_Set exercise 1_
Lay out the records as a Markdown table with the columns Row and Line, starting at the line that contains "Could you point out the man's knee" and running through the final line of the records. Number each row and leave out blank lines.

_Document passage_
◆ ◆ ◆ ◆ ◆

The Roh administration of the Sixth Republic launched the New Order and New Life Movement in 1990, inheriting the rigor and ambition of its predecessor’s anti-corruption campaigns. The “New Order” here referred to a new safe and orderly society devoid of threats of illegality, disorder, and crime; while “New Life” represented the ideal of a healthy and moral society free of all forms of social pathologies and malaise. The campaign introduced a new policy for reducing corruption in public service, which became the centerpiece of the Roh administration’s anti-corruption efforts (O, 1995, 299-300).[1] Nevertheless, the campaign carried only limited effects because it lacked systematic plans, a statutory basis, and institutional grounds, and was conducted in an impromptu manner according to the President’s instructions and requests.

The Roh administration’s focus was more on proactively improving institutions and reducing factors of corruptive behavior than on enforcing discipline against corrupt government employees. Accordingly, the Roh administration identified taxation, transportation, construction, fire safety, sanitation, and the natural environment as the six areas of public service most vulnerable to corruption, and launched a series of measures to improve the involved institutions and inhibit corruption-inducing factors. This administration also diversified the scope of its anti-corruption activities to include not only warning and punishment, but also measures for boosting the morale and stability of the bureaucracy. For instance, the it made changes to the additional-points system by revising the performance evaluation criteria for government employees on June 29, 1991, and expanded the scope of the voluntary retirement system as well as the prescheduled promotion system (up to Grades 6 and 7). Joint banquets, overseas exchange programs, trips to industrial facilities and frontline troops, and visits to other administrative bodies were also provided, encouraged, and systematized to boost the morale and job-related capabilities of government employees.

◆ ◆ ◆ ◆ ◆

_Set exercise 2_
Copy word for word the passage on the Roh administration's anti-corruption efforts, from "The Roh administration of" to "instructions and requests.".

_Records excerpted from a collection_
◆ ◆ ◆ ◆ ◆

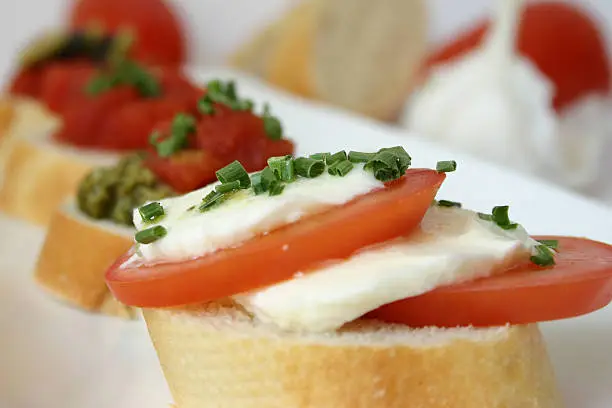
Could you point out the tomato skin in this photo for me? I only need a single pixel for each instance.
(579, 283)
(159, 35)
(83, 122)
(186, 170)
(26, 82)
(238, 135)
(129, 126)
(64, 83)
(335, 234)
(560, 39)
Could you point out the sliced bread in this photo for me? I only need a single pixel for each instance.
(38, 173)
(216, 355)
(76, 253)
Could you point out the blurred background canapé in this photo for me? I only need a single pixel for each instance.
(523, 83)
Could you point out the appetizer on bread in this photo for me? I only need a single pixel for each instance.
(311, 52)
(333, 281)
(83, 104)
(85, 236)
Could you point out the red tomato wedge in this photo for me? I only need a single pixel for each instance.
(561, 39)
(579, 283)
(186, 170)
(158, 31)
(334, 234)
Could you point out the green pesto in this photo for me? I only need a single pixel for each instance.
(88, 44)
(111, 193)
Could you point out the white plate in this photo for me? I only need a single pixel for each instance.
(54, 356)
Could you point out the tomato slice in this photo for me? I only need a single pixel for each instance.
(186, 170)
(159, 38)
(579, 283)
(574, 58)
(83, 121)
(337, 233)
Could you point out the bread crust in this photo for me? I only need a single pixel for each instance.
(74, 257)
(214, 356)
(312, 51)
(38, 175)
(289, 64)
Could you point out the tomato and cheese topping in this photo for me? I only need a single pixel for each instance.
(192, 232)
(452, 245)
(309, 244)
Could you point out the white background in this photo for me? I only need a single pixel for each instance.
(217, 27)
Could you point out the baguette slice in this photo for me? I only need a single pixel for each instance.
(217, 356)
(367, 53)
(357, 54)
(76, 253)
(39, 174)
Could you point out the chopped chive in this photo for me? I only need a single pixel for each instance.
(500, 215)
(340, 168)
(228, 187)
(360, 157)
(283, 167)
(205, 106)
(309, 168)
(262, 180)
(150, 212)
(336, 157)
(389, 163)
(320, 156)
(486, 217)
(182, 125)
(211, 200)
(272, 126)
(448, 203)
(543, 256)
(150, 235)
(276, 188)
(550, 243)
(446, 166)
(232, 172)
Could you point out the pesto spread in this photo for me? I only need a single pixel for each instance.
(112, 193)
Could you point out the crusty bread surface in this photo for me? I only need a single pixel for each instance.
(358, 54)
(38, 174)
(76, 253)
(218, 356)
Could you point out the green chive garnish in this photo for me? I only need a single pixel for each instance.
(550, 243)
(446, 166)
(150, 235)
(336, 157)
(500, 217)
(360, 157)
(211, 200)
(182, 126)
(309, 168)
(262, 180)
(389, 163)
(340, 168)
(320, 156)
(486, 217)
(205, 106)
(151, 212)
(272, 126)
(543, 256)
(228, 187)
(276, 188)
(448, 203)
(283, 167)
(234, 172)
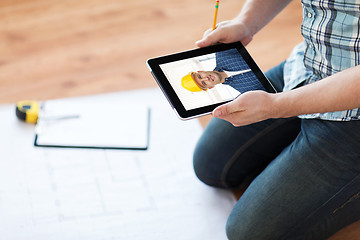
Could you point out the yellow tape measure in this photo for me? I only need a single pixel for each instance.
(28, 111)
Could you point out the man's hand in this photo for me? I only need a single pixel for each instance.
(249, 107)
(226, 32)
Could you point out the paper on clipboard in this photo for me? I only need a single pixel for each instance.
(87, 124)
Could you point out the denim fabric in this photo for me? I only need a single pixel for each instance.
(306, 174)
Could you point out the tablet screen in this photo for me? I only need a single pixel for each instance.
(195, 80)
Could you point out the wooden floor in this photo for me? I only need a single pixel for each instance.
(56, 49)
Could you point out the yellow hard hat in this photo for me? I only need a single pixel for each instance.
(189, 83)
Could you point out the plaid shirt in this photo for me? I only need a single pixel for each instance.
(331, 31)
(231, 61)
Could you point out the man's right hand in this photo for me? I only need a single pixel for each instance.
(226, 32)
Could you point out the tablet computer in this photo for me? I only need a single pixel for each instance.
(195, 82)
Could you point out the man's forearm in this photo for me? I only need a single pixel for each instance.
(255, 14)
(338, 92)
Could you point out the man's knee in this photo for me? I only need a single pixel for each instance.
(204, 168)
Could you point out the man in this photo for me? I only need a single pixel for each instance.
(231, 69)
(306, 169)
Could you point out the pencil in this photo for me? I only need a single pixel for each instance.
(215, 16)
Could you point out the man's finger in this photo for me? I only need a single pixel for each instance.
(210, 38)
(227, 109)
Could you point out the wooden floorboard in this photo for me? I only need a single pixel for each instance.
(56, 49)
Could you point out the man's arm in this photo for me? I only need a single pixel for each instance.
(338, 92)
(254, 15)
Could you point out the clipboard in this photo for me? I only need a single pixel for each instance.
(90, 124)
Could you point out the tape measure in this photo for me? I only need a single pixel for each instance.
(28, 111)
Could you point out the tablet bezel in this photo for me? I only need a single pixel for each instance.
(154, 66)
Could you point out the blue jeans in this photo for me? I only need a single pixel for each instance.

◆ ◆ ◆ ◆ ◆

_Final answer 1_
| Row | Line |
|---|---|
| 1 | Could you point out the man's knee in this photo for me? I only need a single pixel for each instance. |
| 2 | (204, 168) |
| 3 | Could you point out the man in this photo for me? I only need a single pixel for each instance. |
| 4 | (231, 69) |
| 5 | (306, 169) |
| 6 | Could you point out the pencil in this photo for me? I only need a single pixel for each instance. |
| 7 | (215, 16) |
| 8 | Could you point out the man's finger in this photo for me? I only need a single pixel for each instance. |
| 9 | (210, 38) |
| 10 | (227, 109) |
| 11 | Could you point out the wooden floorboard in this photo for me? I only need a single pixel for each instance. |
| 12 | (56, 49) |
| 13 | Could you point out the man's arm in this photo for me? I only need a single pixel for each instance. |
| 14 | (338, 92) |
| 15 | (254, 15) |
| 16 | Could you point out the clipboard in this photo for me? I only need a single pixel for each instance. |
| 17 | (90, 124) |
| 18 | Could you point out the tape measure in this photo for me? I only need a single pixel for each instance. |
| 19 | (28, 111) |
| 20 | Could you point out the tablet bezel in this photo for me? I only need a single pixel for each instance. |
| 21 | (154, 66) |
| 22 | Could you point out the blue jeans in this photo for me? I only need a single pixel for each instance. |

_Final answer 2_
The Roh administration of the Sixth Republic launched the New Order and New Life Movement in 1990, inheriting the rigor and ambition of its predecessor’s anti-corruption campaigns. The “New Order” here referred to a new safe and orderly society devoid of threats of illegality, disorder, and crime; while “New Life” represented the ideal of a healthy and moral society free of all forms of social pathologies and malaise. The campaign introduced a new policy for reducing corruption in public service, which became the centerpiece of the Roh administration’s anti-corruption efforts (O, 1995, 299-300).[1] Nevertheless, the campaign carried only limited effects because it lacked systematic plans, a statutory basis, and institutional grounds, and was conducted in an impromptu manner according to the President’s instructions and requests.